Copy each of the following items line for line, with no changes.

— Begin GIVEN RECORDS —

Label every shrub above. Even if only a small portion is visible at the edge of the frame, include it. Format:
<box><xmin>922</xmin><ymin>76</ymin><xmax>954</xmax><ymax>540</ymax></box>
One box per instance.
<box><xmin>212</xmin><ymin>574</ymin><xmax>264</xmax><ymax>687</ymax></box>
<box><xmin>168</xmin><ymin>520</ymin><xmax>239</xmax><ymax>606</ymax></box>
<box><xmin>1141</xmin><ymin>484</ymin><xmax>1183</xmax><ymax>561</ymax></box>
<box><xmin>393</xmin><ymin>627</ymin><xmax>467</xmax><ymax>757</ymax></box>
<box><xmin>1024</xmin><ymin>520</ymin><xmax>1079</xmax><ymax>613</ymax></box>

— End GIVEN RECORDS —

* [RESULT OF THE TASK]:
Label every shrub above. Even if only a small portion is visible at the edge of the frame, include it. Format:
<box><xmin>922</xmin><ymin>76</ymin><xmax>954</xmax><ymax>540</ymax></box>
One box per instance.
<box><xmin>212</xmin><ymin>574</ymin><xmax>264</xmax><ymax>687</ymax></box>
<box><xmin>168</xmin><ymin>520</ymin><xmax>239</xmax><ymax>606</ymax></box>
<box><xmin>1141</xmin><ymin>484</ymin><xmax>1183</xmax><ymax>561</ymax></box>
<box><xmin>393</xmin><ymin>627</ymin><xmax>467</xmax><ymax>757</ymax></box>
<box><xmin>1024</xmin><ymin>520</ymin><xmax>1079</xmax><ymax>613</ymax></box>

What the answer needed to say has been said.